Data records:
####################
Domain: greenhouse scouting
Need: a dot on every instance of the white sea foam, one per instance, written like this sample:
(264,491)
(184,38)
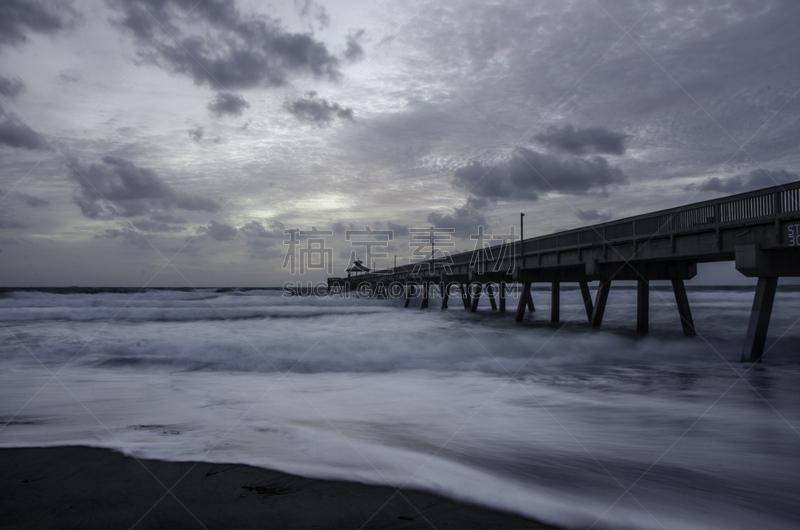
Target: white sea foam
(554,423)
####################
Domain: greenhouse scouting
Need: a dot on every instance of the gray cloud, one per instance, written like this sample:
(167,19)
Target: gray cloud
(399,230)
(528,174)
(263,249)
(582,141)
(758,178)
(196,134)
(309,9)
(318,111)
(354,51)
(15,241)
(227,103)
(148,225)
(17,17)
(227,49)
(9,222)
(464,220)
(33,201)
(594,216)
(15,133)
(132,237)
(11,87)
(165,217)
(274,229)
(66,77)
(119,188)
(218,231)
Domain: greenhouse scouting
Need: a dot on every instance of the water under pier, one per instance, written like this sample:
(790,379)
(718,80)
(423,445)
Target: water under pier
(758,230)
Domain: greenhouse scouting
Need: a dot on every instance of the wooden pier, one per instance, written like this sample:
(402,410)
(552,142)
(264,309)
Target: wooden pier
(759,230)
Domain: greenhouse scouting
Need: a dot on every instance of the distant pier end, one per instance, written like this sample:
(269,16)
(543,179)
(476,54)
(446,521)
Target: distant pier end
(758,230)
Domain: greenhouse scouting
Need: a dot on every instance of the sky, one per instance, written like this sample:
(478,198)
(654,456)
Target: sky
####################
- EXERCISE OBJECTIVE -
Find each line in the listing above that contains the word "foam", with matching case, and copy out those lines.

- RESPONSE BELOW -
Need: a dot on every instance of the white sea foam, one per instance, written like this sample:
Target: white sea foam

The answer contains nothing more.